→ **DIRECTIVE**
Reproduce every line of the records below verbatim, with no changes.

Annotation record excerpts:
◆ ◆ ◆

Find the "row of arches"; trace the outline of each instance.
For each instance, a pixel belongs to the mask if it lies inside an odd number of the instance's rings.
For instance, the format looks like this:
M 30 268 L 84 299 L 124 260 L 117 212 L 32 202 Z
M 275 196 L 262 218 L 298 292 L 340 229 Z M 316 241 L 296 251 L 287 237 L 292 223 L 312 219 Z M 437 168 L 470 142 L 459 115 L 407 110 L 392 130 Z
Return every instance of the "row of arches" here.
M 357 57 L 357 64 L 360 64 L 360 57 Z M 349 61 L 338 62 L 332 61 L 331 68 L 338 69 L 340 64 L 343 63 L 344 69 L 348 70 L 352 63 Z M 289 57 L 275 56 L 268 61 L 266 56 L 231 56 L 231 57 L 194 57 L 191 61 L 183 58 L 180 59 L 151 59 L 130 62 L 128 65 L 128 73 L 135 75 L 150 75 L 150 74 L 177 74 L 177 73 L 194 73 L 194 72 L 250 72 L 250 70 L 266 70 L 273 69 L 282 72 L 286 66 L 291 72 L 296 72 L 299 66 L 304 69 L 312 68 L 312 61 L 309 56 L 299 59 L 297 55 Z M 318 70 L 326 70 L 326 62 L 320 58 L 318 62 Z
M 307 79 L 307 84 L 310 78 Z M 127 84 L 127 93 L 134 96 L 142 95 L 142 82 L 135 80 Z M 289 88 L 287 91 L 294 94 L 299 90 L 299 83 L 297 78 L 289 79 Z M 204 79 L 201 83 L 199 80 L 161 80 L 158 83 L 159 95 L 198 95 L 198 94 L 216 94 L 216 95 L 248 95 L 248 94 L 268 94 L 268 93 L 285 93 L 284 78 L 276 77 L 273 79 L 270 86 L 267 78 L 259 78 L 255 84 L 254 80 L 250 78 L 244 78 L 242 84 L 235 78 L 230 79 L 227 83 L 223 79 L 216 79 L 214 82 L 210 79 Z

◆ ◆ ◆

→ **WRITTEN SOLUTION**
Find the "row of arches"; trace the outline of each instance.
For each instance, a pixel belongs to the mask if it lies inside an odd number of the instance's rings.
For instance, the format looks like this:
M 30 268 L 84 299 L 124 260 L 117 212 L 32 202 Z
M 275 196 L 262 218 L 298 292 L 340 229 Z M 316 241 L 296 251 L 287 237 L 292 223 L 312 219 Z M 437 168 L 470 142 L 459 115 L 407 110 L 392 130 Z
Return every instance of the "row of arches" here.
M 357 57 L 357 64 L 360 64 L 360 57 Z M 349 61 L 338 62 L 332 61 L 331 68 L 338 69 L 340 64 L 343 63 L 344 69 L 348 70 L 352 63 Z M 289 57 L 275 56 L 268 61 L 266 56 L 231 56 L 231 57 L 194 57 L 191 61 L 183 58 L 180 59 L 151 59 L 130 62 L 128 65 L 128 73 L 135 75 L 150 75 L 150 74 L 177 74 L 177 73 L 194 73 L 194 72 L 250 72 L 250 70 L 266 70 L 273 69 L 282 72 L 286 66 L 291 72 L 296 72 L 299 66 L 304 69 L 312 68 L 312 61 L 309 56 L 299 59 L 297 55 Z M 318 70 L 326 70 L 326 62 L 320 58 L 318 62 Z
M 307 79 L 307 84 L 310 78 Z M 127 84 L 127 93 L 134 96 L 142 95 L 142 82 L 135 80 Z M 289 88 L 287 91 L 294 94 L 299 90 L 299 83 L 297 78 L 289 79 Z M 204 79 L 201 83 L 199 80 L 161 80 L 158 83 L 159 95 L 198 95 L 198 94 L 216 94 L 216 95 L 248 95 L 248 94 L 268 94 L 268 93 L 285 93 L 284 78 L 276 77 L 273 79 L 270 86 L 267 78 L 259 78 L 255 84 L 254 80 L 250 78 L 244 78 L 242 84 L 235 78 L 230 79 L 227 83 L 223 79 L 216 79 L 214 82 L 210 79 Z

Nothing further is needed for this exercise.